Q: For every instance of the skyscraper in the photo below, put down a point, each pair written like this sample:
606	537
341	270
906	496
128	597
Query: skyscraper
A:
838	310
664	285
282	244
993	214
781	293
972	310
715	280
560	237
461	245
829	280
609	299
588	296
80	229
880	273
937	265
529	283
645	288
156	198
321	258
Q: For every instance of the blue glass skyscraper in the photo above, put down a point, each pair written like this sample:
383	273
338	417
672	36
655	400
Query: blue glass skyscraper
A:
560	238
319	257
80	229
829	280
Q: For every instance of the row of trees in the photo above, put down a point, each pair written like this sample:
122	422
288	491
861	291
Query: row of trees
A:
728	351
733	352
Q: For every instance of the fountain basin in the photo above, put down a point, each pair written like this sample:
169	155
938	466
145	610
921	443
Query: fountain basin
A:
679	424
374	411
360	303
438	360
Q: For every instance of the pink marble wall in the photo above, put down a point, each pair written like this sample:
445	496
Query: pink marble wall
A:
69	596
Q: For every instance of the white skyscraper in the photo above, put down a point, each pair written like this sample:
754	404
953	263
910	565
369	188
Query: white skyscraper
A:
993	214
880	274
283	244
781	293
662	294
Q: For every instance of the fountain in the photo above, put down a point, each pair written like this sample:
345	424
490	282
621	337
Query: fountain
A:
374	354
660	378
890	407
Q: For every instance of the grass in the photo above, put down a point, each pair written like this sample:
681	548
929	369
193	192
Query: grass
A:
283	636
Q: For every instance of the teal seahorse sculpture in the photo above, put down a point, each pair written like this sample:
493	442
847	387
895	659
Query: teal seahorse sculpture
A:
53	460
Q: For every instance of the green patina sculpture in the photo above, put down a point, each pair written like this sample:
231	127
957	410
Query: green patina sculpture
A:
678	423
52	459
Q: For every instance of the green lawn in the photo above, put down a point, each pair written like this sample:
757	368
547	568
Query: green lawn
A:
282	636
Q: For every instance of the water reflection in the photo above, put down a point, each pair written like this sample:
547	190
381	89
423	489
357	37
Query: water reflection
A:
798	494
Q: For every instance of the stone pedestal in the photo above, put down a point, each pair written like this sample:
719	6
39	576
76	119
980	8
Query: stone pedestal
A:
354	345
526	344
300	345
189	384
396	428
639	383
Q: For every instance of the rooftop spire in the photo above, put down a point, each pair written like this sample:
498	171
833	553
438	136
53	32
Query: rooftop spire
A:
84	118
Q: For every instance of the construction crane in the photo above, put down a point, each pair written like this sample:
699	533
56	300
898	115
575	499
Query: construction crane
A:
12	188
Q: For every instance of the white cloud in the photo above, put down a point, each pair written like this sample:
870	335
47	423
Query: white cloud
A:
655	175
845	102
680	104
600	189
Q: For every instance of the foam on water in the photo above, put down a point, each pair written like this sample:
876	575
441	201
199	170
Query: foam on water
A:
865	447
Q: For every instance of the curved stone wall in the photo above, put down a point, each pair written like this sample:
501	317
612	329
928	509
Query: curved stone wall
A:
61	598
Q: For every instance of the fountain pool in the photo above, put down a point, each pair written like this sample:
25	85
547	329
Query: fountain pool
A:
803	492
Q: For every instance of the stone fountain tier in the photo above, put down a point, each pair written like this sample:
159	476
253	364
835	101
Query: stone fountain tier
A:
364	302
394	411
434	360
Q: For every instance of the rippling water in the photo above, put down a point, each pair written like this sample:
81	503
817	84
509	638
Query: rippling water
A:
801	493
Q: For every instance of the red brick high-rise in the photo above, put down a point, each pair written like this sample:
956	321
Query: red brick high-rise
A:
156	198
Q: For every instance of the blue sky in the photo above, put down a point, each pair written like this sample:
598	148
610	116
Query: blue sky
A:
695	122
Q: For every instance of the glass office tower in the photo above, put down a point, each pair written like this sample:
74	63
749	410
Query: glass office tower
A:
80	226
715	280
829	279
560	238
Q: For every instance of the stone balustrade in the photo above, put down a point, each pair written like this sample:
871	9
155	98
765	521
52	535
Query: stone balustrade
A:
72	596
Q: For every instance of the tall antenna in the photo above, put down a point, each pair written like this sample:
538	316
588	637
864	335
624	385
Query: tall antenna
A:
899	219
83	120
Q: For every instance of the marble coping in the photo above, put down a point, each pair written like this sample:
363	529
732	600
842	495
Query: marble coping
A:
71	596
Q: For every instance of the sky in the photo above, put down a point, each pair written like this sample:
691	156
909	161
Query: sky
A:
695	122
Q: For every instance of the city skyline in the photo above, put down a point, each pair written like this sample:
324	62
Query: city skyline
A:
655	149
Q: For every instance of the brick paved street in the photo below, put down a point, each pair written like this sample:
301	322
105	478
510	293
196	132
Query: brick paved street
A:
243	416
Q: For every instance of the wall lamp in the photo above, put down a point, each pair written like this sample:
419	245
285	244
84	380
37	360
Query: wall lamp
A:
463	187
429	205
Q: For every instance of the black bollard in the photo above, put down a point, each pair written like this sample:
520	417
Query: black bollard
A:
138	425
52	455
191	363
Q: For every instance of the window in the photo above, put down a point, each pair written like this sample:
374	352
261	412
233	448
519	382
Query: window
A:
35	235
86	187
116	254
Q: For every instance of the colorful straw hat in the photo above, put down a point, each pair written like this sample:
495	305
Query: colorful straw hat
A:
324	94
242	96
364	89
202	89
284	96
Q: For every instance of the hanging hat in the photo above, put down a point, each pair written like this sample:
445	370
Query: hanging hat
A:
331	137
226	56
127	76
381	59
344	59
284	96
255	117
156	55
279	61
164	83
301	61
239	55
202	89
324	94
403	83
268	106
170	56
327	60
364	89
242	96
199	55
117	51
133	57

### What you have to do
The word to find is "reflection". Copy every line of the data that holds it.

### Written solution
Q: For every instance of the water reflection in the photo above, put down a point, each pair written like this sample:
Query: water reflection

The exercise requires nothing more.